Set of tasks:
a. From the passage on period cookies and bisket bread, output verbatim the part that opens with the words containing "Although the directions" and closes with "period to me.".
b. In the passage on period cookies and bisket bread, how long does the fine bisket bread recipe say to beat the mixture?
c. Write the next part of the passage on period cookies and bisket bread, beginning after its final sentence.

What about Bisket Bread, a pre-curser of modern english biscuits or biscotti
(ie: cookies)?
These all use baking powder today, but existed in period in perfectly
recognisable forms:
From Huswife's Jewel, 1596 pg. 17
To make Fine Cakes.
Take fine flowre and good Damaske water you must have no other liqeur but
that, then take sweet butter, two or three yolkes of eggs and a good
quantity of Suger, and a few cloves, and mace, as your Cookes mouth shall
serve him, and a lyttle saffron, and a little Gods good about a spoonful if
you put in too much they shall arise, cutte them in squares lyke unto
trenchers, and pricke them well, and let your oven be well swept and lay
them uppon papers and so set them into the oven. Do not burne them if they
be three or foure days olde they bee the better.
This is clearly a square short-cookie enriched with egg yolks and spices,
baked on parchment.
To make fine bisket bread. page 19
Take a pound of fine flower, and a pound of sugar, and mingle it together, a
quarter of a pound of Annis-seeded, foure eggs, two or three spoonfuls of
Rosewater put all these into an earthen panne. And, with a slyce of Wood
beate it the space of two houres, then fill your moulds half full: your
mouldes must be of Tinne, and then lette it into the oven your oven, being
so whot [hot] at it were for cheat bread, and let it stande one houre and an
halfe: you must annoint your moulds with butter before you put in your
stuffe, and when you will occupie of it, slice it thinne and drie it in the
oven, your oven beeing no whot-ter [hotter] than you may abide your hand in
the bottome.
Although the directions are out of order, this is clearly a recipe for an
Anise Seed Biscotti-type confection that gets a drying in the oven, just as
modern biscotti does. An alternative interpretation would be that they are
cut so thin before the drying that they are like modern english tea biscuits
(ie: fine digestive biscuits).
No offense, my Lady Eleana, But I do love my cookies. As they say, there is
nothing new in this world. Perhaps the word Cooky had not been invented yet,
but they did have small cakes and pastries, which would definately qualify
as cookies by today's standards. 1596 is smack in period to me.

Supplied material:
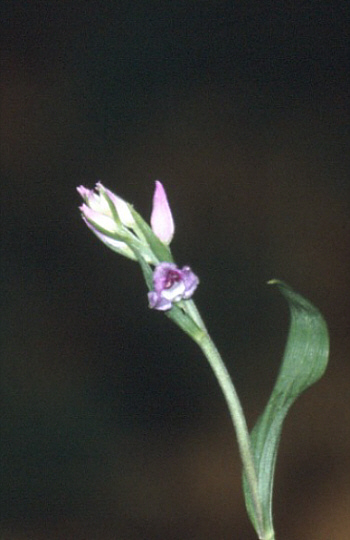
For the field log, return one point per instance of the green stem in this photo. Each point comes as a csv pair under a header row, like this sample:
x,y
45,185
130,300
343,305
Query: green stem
x,y
236,412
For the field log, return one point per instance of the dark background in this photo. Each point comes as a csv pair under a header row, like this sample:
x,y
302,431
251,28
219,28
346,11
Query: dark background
x,y
112,424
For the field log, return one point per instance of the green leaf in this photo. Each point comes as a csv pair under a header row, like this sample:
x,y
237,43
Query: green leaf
x,y
304,362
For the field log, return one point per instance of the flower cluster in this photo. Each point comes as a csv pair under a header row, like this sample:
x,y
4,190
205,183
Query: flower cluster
x,y
117,224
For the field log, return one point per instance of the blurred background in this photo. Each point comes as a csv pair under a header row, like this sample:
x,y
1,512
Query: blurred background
x,y
112,425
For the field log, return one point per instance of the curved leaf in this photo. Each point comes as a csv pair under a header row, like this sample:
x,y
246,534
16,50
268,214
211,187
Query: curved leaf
x,y
304,362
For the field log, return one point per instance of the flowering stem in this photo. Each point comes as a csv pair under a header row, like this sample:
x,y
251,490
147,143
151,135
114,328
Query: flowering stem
x,y
237,416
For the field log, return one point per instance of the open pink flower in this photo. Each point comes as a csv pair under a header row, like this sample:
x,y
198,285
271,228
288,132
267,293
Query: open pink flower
x,y
171,285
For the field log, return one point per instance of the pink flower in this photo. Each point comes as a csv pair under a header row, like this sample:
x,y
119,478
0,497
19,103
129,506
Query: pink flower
x,y
171,285
162,222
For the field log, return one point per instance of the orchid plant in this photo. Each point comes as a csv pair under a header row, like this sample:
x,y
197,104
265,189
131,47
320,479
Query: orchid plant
x,y
117,224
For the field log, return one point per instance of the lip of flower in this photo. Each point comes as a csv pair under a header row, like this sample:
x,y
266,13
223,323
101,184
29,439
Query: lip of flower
x,y
171,284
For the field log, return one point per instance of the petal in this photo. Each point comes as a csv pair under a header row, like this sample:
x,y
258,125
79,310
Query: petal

Answers for this exercise:
a.
Although the directions are out of order, this is clearly a recipe for an
Anise Seed Biscotti-type confection that gets a drying in the oven, just as
modern biscotti does. An alternative interpretation would be that they are
cut so thin before the drying that they are like modern english tea biscuits
(ie: fine digestive biscuits).
No offense, my Lady Eleana, But I do love my cookies. As they say, there is
nothing new in this world. Perhaps the word Cooky had not been invented yet,
but they did have small cakes and pastries, which would definately qualify
as cookies by today's standards. 1596 is smack in period to me.

b. Two hours.

c.
Aoife
Date: Fri, 3 Oct 1997 12:05:20 -0500
From: L Herr-Gelatt and J R Gelatt <liontamr at ptd.net>
Subject: SC - Re: sca-cooks V1 #326
>Francis' Favorite Cookie
>
>1 pound blanched almonds
>1/2 cup honey
<snip>
>Bake 250F oven for 20 to 30 minutes until set. Do not let brown.
>
>niccolo difrancesco
This bears a striking resemblance to macaroons, ratafia cakes, and almond
wreaths, which hail from england/france, italy, and russia respectively.
They all seem to have the same ingredients. I recall (quick, someone, hand
me my brain) that there is a recipe for mackrons or some such spelling in a
14th century English cookbook. I'll try to rack those brains a little harder
and come up with a name. And me a librarian. Sheesh. The Russian version is
quite nummy and is from Elena Molokhovet's Gift to Young Housewives (1700s).
She's got a couple of them for similar cakes.
A hint, since I made these and they were *devoured* while still too hot to
eat in the wreath form: do not chop the almonds too finely. Chunky almonds
make for a lovely, nut brown cookie. Baked marzipan would be a good guess
here, too, i suppose, but i loved the crunchy type. I lightly chopped
slivered almonds. The results were astounding. You are supposed to use a
cookie press (which obviously won't work with chunky almonds), but I don't
own one. I simply blopped a teaspoon of the stuff on the baking sheet and
flattened, then made the hole with my finger. They like to stick to the
baking sheet, though. Mrs. Molokhovets reccomended parchment, I believe, or
rice paper. I used Pam, and had to remove from the tray a tad too early for
shape-holding. They look lovely as a wreath garnished with a bit of glace
cherry (red and green) for the holidays. I loaned that recipe out and never
got it back. Now I have to run out and try yours!
I do own an English version of the Italian recipe (Ratafia). Not from a
period source. Let me know if you'd like it anyway.
These are my favorite type of cookie. I had completely forgotten them until
you brought it up. Guess I'll have to start making stuff for x-mas. Just as
an excuse to nibble, you know.
Thanks for the blast from the past.
Aoife
Date: Mon, 6 Oct 1997 09:26:28 -0500
From: L Herr-Gelatt and J R Gelatt <liontamr at ptd.net>
Subject: SC - Re: ALMOND COOKIES
A few more Almond Cookie recipes from Lady Castlehill's Receipt Book
(1700s, OOP), and Martha Washington (Possibly Period), and Two Anglo-Norman
Culinary Collections, as quoted in Pleyn Delit.
To Make Ginger Bread (Lady Castlehill's Receipt Book, copyright Hamish
Whyte, 1976, Melendinar Press, Glasgow, Scotland, a copy of a private ms.
held by the Mitchell Library, Glasgow). To the best of my knowledge, this is
the second cookbook Scotland produced, but it was never publicly printed
until this century.
Take a pound of Almonds blnach them & beate them very fine with a little
Rosewater then put themin a Dish on a Chafing Dish of coales to drye them.
For Cinnamon Bread beate them with cinnamon water; if for Ginger Bread then
with faire water. Then when your almonds are one the Fire mingle with Sugar
to your taste so with Cinnamon or Ginger. The spices must be beaten &
searced very fine.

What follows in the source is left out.